Please convert every line of the records below into a Markdown table with two columns, Row and Line, numbering the rows and skipping blank lines. Leave the pictures out of the table.

[Begin Dataset]

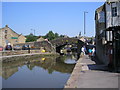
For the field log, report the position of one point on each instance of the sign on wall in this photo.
(14, 37)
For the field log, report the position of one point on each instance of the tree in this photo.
(56, 35)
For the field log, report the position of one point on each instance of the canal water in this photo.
(42, 72)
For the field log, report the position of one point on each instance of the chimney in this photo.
(6, 25)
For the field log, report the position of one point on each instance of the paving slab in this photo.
(87, 74)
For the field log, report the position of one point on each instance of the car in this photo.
(1, 48)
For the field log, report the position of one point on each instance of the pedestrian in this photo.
(93, 51)
(8, 47)
(83, 50)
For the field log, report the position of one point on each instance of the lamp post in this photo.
(85, 22)
(34, 31)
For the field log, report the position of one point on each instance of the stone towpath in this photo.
(87, 74)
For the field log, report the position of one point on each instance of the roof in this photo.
(6, 26)
(101, 8)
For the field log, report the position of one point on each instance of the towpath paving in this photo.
(88, 74)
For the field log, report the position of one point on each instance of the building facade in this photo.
(107, 20)
(7, 35)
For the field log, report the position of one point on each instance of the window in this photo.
(114, 11)
(5, 31)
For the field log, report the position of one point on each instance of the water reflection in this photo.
(48, 66)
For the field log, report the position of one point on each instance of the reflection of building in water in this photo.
(7, 72)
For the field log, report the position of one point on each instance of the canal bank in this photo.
(88, 74)
(42, 72)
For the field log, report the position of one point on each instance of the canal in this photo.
(40, 72)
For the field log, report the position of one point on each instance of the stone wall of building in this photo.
(7, 35)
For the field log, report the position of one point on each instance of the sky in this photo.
(66, 18)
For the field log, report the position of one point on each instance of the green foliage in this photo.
(31, 38)
(50, 35)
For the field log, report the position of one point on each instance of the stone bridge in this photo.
(61, 42)
(54, 45)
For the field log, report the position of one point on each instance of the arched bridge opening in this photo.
(61, 42)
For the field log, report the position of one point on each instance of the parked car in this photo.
(1, 48)
(89, 50)
(8, 47)
(25, 47)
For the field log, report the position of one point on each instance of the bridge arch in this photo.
(60, 42)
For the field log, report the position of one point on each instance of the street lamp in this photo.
(34, 31)
(85, 22)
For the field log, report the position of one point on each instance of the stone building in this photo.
(106, 17)
(7, 35)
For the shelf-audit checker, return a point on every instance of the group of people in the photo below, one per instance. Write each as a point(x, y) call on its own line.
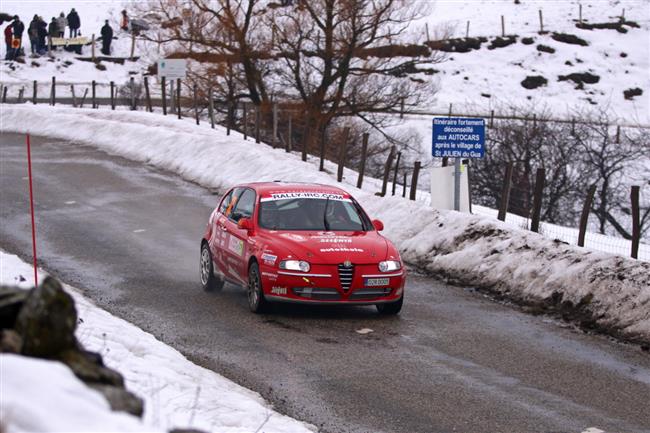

[End Dataset]

> Expected output:
| Row | Line |
|---|---|
| 1 | For the field log, report the position of one point on each instance of the sign on wall in this photo. |
| 2 | (14, 37) |
| 3 | For the field log, report the position of one point on each instance of the tree in this photo. |
| 4 | (56, 35) |
| 5 | For the field log, report the position of one point on each instance of the canal water in this photo. |
| 6 | (42, 72) |
| 7 | For the field log, report the position of one point on each instance of the chimney in this photo. |
| 8 | (6, 25) |
| 9 | For the field log, report the position of one point on each instance of the paving slab in this photo. |
| 10 | (87, 74) |
| 11 | For the field log, report the position of one point on each instance of the car in this photo. |
| 12 | (1, 48) |
| 13 | For the field log, report the position of one point on each instance of the pedestrian in this photo. |
| 14 | (93, 51) |
| 15 | (8, 47) |
| 16 | (83, 50) |
| 17 | For the field log, report the position of one point on each instance of the lamp post in this photo. |
| 18 | (85, 22) |
| 19 | (34, 31) |
| 20 | For the field log, report the position of one point on each instance of the stone towpath in this photo. |
| 21 | (87, 74) |
| 22 | For the field log, report the position of one point on each instance of the roof in this photo. |
| 23 | (6, 26) |
| 24 | (101, 8) |
| 25 | For the field log, report the position of one point on each instance of the towpath paving in this photo. |
| 26 | (88, 74) |
| 27 | For the field log, report the position of one point on each instance of the building facade in this photo. |
| 28 | (107, 20) |
| 29 | (7, 35) |
| 30 | For the field log, report the position of one point on each instance of the window in this photo. |
| 31 | (114, 11) |
| 32 | (5, 31) |
| 33 | For the field log, report the position of one point on each instance of the water reflection in this photo. |
| 34 | (48, 66) |
| 35 | For the field log, report the position of one point on each instance of the reflection of building in water in this photo. |
| 36 | (7, 72) |
| 37 | For the field log, report the position of one point on each instance of the canal bank in this photo. |
| 38 | (88, 74) |
| 39 | (42, 72) |
| 40 | For the field log, report the position of one point on each instance of the canal in this photo. |
| 41 | (40, 72) |
| 42 | For the field log, report the position of one point on each instance of the stone wall of building in this photo. |
| 43 | (7, 35) |
| 44 | For the field log, report the position of one point on each instance of the sky in this photo. |
| 45 | (66, 18) |
| 46 | For the field log, report the position of one point on each instance of the green foliage in this photo. |
| 47 | (31, 38) |
| 48 | (50, 35) |
| 49 | For the field log, report the position of one point on each instance of the stone bridge in this photo. |
| 50 | (61, 42) |
| 51 | (54, 45) |
| 52 | For the field log, report the position of one point on each instance of the arched bridge opening in this photo. |
| 53 | (61, 42) |
| 54 | For the field log, report the position of one point on each instance of the parked car in this photo. |
| 55 | (1, 48) |
| 56 | (89, 50) |
| 57 | (8, 47) |
| 58 | (25, 47) |
| 59 | For the field log, report the position of one point on each instance of the bridge arch in this photo. |
| 60 | (60, 42) |
| 61 | For the field log, report the position of one point on each instance of the street lamp in this photo. |
| 62 | (34, 31) |
| 63 | (85, 22) |
| 64 | For the field log, report the position of one point on each instance of the stone building in this photo. |
| 65 | (106, 17) |
| 66 | (7, 35) |
| 67 | For the shelf-audit checker, return a point on every instance of the group of people in the photo below, one per instance. Write each as a point(x, y) call on its own line. |